● TASK
The result should hold only the lines from the one with "Label a point on each instance of the boulder" through the final line of the data below, transcribed exactly, pictures left out.

(Natural-language object grounding data)

• • • • • • •

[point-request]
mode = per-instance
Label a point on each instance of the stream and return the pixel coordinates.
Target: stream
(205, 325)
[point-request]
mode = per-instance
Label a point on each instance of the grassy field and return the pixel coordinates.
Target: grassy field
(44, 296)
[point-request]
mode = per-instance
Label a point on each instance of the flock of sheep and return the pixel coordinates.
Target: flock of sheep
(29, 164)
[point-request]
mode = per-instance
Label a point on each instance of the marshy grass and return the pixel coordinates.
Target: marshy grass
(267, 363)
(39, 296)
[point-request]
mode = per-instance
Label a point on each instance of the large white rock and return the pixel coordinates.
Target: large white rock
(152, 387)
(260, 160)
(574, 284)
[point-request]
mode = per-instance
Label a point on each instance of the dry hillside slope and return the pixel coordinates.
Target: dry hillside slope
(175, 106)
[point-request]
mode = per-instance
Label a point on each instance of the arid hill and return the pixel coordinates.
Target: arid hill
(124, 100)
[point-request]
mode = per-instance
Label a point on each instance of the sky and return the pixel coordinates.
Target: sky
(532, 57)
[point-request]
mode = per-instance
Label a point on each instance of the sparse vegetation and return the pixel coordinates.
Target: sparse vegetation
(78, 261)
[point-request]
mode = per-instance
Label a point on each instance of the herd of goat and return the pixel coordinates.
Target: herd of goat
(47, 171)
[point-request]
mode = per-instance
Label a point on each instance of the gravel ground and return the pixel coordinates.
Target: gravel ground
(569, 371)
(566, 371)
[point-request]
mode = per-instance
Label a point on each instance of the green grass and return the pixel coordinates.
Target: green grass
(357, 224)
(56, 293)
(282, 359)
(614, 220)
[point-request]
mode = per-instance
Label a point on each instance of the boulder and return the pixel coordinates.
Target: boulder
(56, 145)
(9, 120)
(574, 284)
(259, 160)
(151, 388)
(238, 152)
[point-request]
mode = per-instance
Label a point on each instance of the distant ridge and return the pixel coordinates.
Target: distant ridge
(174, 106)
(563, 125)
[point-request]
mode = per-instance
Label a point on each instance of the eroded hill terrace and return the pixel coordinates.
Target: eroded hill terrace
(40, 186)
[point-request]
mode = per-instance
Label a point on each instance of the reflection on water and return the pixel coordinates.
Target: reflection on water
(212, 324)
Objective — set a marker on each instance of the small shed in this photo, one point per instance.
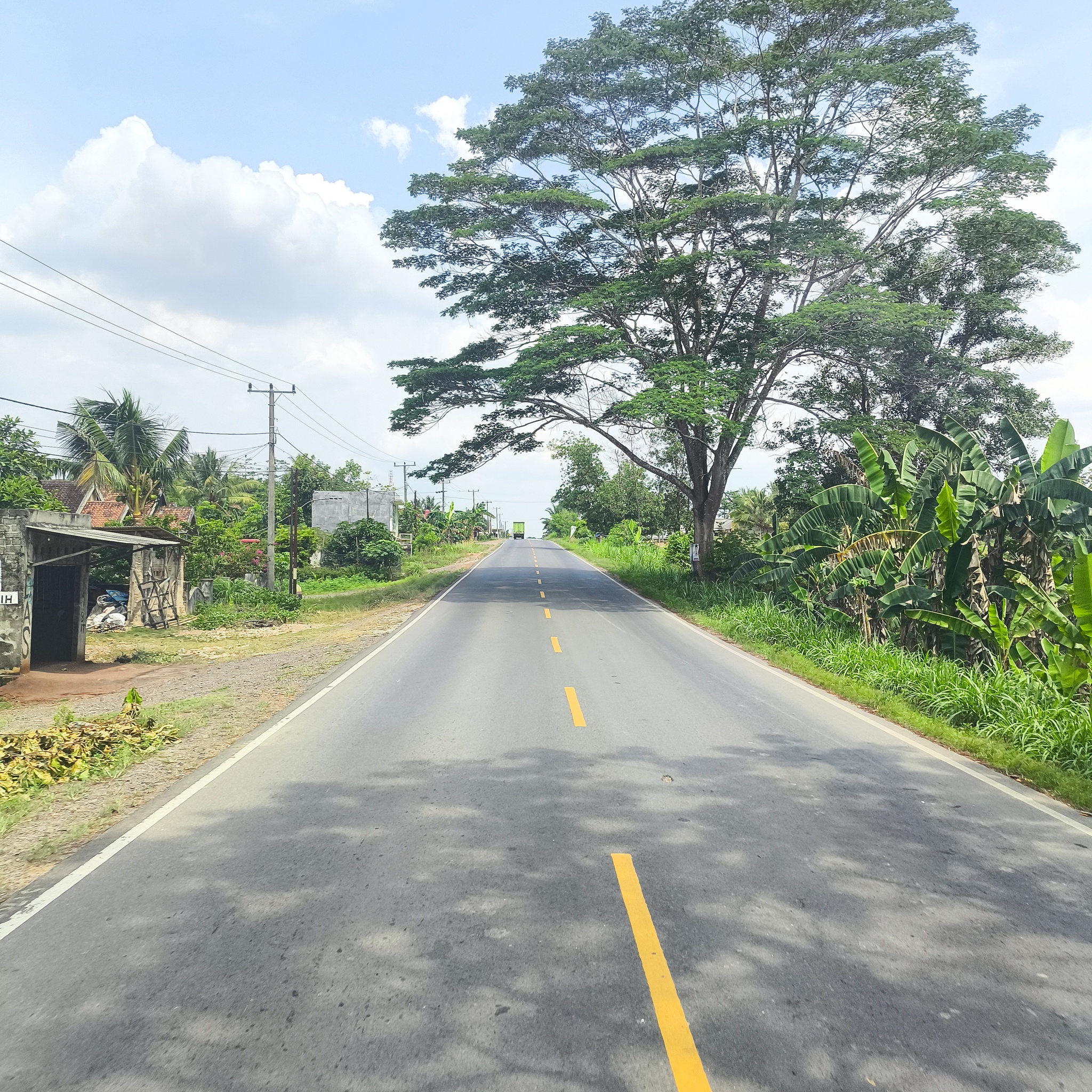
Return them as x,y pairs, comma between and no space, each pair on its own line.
44,563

• • • • • • •

● TASK SOLUTION
Label a point on each instance of the boulder and return the pixel coordinates.
Target: boulder
(56, 145)
(9, 120)
(574, 284)
(259, 160)
(151, 388)
(238, 152)
[point-request]
mode = per-instance
Label a point on each instance of the distant ridge and return the pixel coordinates.
Target: distant ridge
(174, 106)
(563, 125)
[point-request]
mode = per-instance
Label a point on each instance of the eroded hill terrace and return the pixel coordinates.
Target: eroded hill terrace
(40, 186)
[point-request]
mode = per-instance
Label a point on each instance of the reflection on water and return the pixel coordinates.
Target: reflection on water
(212, 324)
Objective — set a marker on each instance of the small shed in this photo, one point per instance.
Return them as x,y pairs, comma between and no space, each pair on its own line.
44,563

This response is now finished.